» **Exercise description**
Quote the rows below word for word, starting at the row that contains "Exercise. Put one marker on every instance of the white soccer" and continuing through the last row, with both ends included.

» **Given records**

◇ ◇ ◇ ◇

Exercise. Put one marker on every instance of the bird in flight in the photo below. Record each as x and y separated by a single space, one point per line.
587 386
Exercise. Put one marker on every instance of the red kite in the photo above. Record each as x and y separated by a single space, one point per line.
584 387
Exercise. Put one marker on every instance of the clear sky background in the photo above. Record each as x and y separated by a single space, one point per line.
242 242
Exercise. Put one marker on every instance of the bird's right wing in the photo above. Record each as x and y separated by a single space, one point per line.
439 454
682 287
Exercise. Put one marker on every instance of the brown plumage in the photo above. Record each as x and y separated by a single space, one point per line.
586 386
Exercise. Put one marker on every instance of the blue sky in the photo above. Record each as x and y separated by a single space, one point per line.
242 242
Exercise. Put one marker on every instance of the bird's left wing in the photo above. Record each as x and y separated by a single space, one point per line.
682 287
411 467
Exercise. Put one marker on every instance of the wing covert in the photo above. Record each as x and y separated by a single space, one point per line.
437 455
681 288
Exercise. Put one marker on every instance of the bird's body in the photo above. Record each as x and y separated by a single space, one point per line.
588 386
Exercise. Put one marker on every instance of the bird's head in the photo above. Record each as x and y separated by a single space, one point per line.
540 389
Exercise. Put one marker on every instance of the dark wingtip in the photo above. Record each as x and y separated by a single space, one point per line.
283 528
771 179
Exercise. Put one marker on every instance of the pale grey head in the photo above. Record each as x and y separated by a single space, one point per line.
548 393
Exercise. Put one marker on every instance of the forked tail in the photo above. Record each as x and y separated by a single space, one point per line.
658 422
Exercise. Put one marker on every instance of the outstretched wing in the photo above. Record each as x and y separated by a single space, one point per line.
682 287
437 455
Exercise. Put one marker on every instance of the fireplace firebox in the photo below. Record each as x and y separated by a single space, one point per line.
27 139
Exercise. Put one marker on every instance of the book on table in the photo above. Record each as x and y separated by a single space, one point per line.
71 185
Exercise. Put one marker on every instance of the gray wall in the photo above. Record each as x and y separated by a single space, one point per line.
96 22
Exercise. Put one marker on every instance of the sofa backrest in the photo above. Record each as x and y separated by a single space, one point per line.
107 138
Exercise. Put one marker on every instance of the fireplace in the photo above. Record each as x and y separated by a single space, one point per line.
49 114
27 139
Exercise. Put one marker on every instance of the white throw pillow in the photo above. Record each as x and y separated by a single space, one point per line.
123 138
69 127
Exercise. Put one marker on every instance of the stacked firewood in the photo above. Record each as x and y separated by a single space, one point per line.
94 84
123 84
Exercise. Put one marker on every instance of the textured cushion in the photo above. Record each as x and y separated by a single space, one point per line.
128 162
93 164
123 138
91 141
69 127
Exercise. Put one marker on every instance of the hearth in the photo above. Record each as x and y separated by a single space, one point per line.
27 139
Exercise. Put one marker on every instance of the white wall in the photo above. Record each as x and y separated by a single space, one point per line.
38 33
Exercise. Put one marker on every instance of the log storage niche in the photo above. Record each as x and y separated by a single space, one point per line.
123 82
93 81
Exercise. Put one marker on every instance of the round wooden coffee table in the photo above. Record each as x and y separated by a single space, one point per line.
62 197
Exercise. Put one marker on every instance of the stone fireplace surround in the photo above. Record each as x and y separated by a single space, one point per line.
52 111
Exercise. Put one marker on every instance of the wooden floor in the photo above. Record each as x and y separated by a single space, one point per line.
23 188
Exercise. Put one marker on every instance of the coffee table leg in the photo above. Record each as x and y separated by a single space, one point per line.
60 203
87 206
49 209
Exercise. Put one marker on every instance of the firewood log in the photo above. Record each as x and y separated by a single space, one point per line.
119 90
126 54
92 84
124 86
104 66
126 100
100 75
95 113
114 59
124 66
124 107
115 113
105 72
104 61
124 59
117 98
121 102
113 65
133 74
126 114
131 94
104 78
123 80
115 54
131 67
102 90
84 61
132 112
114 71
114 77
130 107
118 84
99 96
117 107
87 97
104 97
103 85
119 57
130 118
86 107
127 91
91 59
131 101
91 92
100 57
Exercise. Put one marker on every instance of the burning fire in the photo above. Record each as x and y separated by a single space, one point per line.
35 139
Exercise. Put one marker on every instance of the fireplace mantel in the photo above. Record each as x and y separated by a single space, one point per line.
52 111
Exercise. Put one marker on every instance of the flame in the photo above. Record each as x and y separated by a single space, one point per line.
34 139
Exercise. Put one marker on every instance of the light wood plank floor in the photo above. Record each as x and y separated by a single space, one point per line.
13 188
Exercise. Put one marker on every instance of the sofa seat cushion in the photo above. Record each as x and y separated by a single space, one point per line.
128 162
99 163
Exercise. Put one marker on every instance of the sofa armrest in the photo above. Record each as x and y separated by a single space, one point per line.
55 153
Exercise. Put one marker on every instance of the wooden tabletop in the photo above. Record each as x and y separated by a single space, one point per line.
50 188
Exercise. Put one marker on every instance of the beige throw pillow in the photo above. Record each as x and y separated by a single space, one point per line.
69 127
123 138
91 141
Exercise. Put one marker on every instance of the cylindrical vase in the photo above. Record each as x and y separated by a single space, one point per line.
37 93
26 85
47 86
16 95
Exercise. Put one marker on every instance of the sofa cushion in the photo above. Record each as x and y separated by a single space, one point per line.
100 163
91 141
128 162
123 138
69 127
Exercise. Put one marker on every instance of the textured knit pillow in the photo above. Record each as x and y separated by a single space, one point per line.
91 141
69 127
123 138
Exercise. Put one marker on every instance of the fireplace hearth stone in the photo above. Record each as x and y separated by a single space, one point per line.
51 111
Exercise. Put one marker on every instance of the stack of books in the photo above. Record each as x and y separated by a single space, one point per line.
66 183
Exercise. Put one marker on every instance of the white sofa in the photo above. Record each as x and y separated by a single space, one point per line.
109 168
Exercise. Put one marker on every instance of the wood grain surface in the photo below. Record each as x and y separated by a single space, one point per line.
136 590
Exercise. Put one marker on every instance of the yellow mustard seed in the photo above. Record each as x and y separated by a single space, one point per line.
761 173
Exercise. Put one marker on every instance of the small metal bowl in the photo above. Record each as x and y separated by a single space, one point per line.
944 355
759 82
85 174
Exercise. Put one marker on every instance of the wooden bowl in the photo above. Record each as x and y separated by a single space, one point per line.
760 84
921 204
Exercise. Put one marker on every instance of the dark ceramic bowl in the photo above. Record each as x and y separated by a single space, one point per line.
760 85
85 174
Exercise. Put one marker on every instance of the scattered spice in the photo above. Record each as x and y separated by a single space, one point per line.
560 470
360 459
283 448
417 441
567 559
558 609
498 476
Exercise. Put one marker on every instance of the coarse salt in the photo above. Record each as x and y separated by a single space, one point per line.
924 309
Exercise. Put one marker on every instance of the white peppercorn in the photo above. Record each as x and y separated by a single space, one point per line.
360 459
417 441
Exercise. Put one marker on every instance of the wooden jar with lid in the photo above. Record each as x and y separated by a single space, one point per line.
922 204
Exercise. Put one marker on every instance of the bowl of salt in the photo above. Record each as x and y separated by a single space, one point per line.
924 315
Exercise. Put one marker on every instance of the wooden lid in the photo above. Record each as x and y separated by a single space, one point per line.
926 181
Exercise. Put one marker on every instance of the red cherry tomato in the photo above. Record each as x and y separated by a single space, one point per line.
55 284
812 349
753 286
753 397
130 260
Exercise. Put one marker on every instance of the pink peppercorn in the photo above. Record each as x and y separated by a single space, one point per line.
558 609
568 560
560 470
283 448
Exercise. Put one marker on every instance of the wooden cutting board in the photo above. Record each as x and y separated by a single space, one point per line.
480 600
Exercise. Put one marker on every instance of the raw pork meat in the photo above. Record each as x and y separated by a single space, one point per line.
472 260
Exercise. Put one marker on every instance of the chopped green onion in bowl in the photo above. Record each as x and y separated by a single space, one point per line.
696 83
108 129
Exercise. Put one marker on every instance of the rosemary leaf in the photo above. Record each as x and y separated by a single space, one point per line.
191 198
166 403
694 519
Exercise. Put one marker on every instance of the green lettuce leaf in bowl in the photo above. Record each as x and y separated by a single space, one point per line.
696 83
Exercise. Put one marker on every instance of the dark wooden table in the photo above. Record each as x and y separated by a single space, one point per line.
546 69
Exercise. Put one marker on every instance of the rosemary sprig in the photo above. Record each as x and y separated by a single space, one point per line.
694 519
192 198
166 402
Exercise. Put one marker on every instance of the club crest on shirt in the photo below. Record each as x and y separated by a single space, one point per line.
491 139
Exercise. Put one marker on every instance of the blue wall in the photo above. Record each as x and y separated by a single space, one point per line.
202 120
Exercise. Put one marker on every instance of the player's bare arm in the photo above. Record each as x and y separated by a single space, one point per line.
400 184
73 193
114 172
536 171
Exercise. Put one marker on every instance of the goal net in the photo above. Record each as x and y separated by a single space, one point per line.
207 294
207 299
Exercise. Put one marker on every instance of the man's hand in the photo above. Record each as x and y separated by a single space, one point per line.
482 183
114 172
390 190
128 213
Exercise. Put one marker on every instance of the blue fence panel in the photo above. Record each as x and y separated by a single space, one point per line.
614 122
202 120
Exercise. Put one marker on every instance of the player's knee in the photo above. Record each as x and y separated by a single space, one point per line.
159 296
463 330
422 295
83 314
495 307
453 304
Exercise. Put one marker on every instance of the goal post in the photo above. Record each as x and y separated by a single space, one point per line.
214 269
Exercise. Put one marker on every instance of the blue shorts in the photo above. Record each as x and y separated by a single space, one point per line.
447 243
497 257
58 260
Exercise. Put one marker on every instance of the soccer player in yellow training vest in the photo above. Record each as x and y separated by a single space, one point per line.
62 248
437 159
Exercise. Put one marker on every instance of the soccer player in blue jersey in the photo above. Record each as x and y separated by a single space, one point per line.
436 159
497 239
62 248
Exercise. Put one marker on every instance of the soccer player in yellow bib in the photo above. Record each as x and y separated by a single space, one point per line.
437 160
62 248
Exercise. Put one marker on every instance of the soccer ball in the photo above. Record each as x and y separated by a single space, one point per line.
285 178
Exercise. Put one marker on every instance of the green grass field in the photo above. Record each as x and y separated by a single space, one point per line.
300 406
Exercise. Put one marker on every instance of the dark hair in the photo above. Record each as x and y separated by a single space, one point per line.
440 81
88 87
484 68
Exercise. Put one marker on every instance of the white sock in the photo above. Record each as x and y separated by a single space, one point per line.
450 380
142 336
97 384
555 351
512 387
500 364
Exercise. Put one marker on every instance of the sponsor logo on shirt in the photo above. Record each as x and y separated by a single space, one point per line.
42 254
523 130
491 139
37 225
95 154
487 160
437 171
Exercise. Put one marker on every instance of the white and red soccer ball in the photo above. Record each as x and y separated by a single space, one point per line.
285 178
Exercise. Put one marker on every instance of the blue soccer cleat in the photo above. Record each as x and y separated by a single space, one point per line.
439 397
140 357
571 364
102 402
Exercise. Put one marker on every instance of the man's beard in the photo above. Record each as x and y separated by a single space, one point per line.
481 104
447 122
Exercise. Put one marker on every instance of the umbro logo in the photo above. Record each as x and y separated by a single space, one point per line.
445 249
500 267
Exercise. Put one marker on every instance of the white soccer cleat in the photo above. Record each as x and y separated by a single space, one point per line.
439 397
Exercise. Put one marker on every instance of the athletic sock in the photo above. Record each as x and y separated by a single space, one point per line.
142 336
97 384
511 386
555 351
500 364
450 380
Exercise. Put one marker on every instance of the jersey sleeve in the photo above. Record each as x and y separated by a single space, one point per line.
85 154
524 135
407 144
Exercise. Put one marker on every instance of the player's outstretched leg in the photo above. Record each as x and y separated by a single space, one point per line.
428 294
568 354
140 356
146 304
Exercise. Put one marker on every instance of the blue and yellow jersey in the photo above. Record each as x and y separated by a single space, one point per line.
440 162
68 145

◇ ◇ ◇ ◇

» **Task answer**
Exercise. Put one marker on every instance of the white soccer cleat in the photo above. Record each as x and y separated by a single space, one point per line.
439 397
Exercise. Put one marker on every instance of the athletic sock in the photo above. Record each as x and y separated by a single space, one point per line.
142 336
97 384
511 386
555 351
500 364
450 380
Exercise. Put one marker on every instance of the jersey sleeve in the photo above. Record each as x and y separated by a single space, one point per line.
85 154
524 135
407 144
Exercise. Put one marker on every instance of the player's outstretched leg in the photo above. Record each as x and y separated by a single space, one point per line.
428 294
568 354
140 356
146 304
Exercise. Put one marker on every instance of the blue and yellow jersey in the photo above. Record each as x and y separated by a single space, one point per line.
440 162
68 145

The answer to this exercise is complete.